## RECORDS FOR THIS TASK
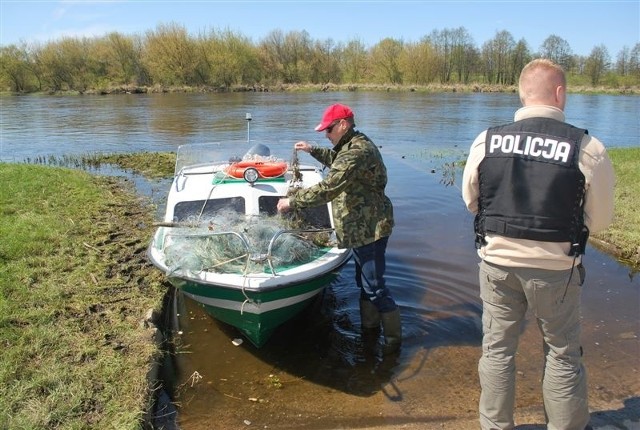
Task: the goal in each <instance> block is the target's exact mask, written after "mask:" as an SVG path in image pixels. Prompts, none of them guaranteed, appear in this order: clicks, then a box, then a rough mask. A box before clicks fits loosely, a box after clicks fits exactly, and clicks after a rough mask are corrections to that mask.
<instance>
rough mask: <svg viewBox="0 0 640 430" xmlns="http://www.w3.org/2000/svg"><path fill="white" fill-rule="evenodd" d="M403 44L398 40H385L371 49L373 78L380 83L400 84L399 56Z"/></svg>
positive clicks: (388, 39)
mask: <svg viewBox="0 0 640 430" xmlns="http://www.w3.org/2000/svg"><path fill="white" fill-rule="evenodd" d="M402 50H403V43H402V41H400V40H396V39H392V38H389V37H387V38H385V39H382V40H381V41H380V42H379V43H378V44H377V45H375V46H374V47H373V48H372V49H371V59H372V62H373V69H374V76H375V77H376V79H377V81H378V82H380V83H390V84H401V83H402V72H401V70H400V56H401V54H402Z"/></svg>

## WORK TO COMPLETE
Update the lines above so that "coarse mask" stands in place of "rough mask" everywhere, with everything else unchanged. Leave out the pictures.

## YOUR SOLUTION
Task: the goal in each <instance> block is the target's exact mask, written after "mask:" as an SVG path in image pixels. Prompts, none of them guaranteed, appear in this order: clicks, then a box, then a coarse mask. A box before clicks fits loosely, a box after clicks fits exactly, and clicks after a coarse mask are corrections to that mask.
<instance>
coarse mask: <svg viewBox="0 0 640 430" xmlns="http://www.w3.org/2000/svg"><path fill="white" fill-rule="evenodd" d="M403 44L398 40H385L371 49L373 78L380 83L400 84L399 56Z"/></svg>
positive clicks: (388, 39)
mask: <svg viewBox="0 0 640 430" xmlns="http://www.w3.org/2000/svg"><path fill="white" fill-rule="evenodd" d="M402 50H403V43H402V41H400V40H396V39H392V38H389V37H387V38H385V39H382V40H381V41H380V42H379V43H378V44H377V45H375V46H374V47H373V48H372V49H371V59H372V62H373V69H374V76H375V77H376V79H377V81H378V82H380V83H390V84H401V83H402V72H401V70H400V56H401V54H402Z"/></svg>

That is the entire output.